___ DATASET EXTRACT

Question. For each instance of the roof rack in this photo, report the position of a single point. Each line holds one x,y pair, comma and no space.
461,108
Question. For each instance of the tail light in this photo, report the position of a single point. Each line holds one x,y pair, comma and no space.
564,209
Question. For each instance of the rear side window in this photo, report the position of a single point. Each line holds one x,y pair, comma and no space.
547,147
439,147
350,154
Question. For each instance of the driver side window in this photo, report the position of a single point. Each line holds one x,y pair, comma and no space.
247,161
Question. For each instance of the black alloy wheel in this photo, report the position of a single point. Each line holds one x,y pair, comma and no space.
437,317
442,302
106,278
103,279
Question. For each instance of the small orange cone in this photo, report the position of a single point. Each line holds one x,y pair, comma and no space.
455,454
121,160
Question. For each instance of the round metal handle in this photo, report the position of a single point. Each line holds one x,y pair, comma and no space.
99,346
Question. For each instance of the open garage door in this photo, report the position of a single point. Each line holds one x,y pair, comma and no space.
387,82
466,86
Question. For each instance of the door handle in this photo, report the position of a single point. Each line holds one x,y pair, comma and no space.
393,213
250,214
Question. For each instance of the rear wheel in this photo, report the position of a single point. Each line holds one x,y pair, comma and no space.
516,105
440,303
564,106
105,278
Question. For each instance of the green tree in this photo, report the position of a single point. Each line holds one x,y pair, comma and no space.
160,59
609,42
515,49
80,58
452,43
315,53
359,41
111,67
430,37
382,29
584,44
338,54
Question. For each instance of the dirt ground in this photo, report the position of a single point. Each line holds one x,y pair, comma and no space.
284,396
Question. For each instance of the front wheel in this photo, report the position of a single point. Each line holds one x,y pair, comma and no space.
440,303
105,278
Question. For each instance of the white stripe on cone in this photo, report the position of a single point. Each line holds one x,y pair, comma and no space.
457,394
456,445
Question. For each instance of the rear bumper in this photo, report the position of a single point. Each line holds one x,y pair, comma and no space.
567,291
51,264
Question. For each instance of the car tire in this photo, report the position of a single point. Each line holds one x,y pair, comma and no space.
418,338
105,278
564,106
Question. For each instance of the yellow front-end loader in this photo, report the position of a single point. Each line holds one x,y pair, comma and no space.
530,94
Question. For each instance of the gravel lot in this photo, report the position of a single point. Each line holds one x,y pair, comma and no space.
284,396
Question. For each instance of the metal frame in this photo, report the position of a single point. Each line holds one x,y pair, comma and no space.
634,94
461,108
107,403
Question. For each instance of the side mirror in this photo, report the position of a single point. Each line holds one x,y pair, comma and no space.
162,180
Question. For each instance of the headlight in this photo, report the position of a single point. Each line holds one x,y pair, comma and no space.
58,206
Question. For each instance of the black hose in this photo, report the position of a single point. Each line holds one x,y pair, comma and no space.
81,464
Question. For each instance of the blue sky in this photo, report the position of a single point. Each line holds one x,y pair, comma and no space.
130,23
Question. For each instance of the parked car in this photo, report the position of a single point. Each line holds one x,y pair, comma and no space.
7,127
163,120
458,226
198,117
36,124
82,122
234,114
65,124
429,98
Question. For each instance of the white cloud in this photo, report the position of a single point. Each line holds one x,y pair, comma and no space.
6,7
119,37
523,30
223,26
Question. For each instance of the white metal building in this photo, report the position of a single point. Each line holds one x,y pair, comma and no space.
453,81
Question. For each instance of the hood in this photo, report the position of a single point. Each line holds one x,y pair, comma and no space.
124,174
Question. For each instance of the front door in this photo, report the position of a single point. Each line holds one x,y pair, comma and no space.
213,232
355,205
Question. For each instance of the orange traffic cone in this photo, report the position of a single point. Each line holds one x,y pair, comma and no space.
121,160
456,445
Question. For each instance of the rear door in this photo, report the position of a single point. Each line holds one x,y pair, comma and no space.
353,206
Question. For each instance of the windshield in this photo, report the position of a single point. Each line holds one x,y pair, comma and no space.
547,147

______
___ DATASET EXTRACT

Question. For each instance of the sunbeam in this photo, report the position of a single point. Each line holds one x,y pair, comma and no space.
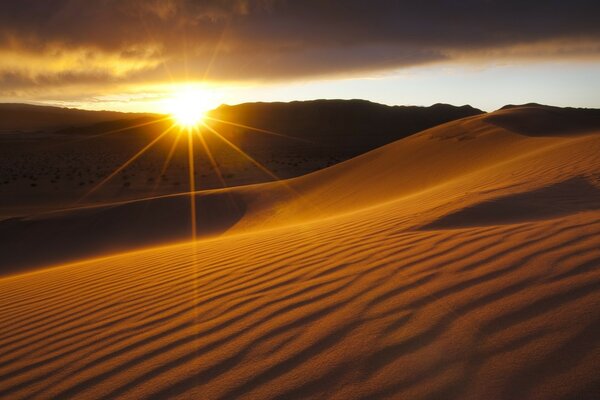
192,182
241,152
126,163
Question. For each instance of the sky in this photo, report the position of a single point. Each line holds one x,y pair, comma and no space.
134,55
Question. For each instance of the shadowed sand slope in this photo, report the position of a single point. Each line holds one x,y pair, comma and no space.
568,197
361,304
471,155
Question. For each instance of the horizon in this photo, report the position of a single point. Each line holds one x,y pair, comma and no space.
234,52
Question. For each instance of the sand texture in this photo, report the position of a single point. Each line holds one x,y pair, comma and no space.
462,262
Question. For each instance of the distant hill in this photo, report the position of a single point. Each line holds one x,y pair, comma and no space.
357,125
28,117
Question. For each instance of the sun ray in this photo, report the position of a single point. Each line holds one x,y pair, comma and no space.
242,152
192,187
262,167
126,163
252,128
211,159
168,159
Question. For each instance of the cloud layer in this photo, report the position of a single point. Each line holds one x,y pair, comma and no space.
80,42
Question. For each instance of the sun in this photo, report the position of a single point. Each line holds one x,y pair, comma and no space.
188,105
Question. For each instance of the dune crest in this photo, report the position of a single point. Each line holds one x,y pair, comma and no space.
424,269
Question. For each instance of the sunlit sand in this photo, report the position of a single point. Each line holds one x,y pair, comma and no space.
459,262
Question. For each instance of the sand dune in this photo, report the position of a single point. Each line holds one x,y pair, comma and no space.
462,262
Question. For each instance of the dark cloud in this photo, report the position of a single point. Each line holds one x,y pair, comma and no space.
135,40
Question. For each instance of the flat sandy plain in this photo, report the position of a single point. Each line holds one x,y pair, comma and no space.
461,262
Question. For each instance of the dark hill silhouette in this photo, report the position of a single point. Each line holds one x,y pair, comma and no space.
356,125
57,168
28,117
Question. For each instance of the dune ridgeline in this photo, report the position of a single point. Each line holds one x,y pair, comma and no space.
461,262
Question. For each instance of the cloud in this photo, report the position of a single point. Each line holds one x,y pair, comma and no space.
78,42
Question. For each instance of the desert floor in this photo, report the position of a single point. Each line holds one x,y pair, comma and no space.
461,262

______

> _TASK TO CARRY OUT_:
Pull out each line in the rows above that contains the word "white", treating uppercase and lowercase as different.

> _ANSWER TO THE TASK_:
Question. For each instance of the white stripe on cone in this photo, report the position of a single point. Each line holds one x,y pair, comma and no space.
Question. For each instance of the white cloud in this photo, report the position of a single point. Each line holds one x,y pair, comma and no space.
Question. For each instance of the white metal building in this photo, report the position of a single point. Each line holds one x,y pair, comma and no space.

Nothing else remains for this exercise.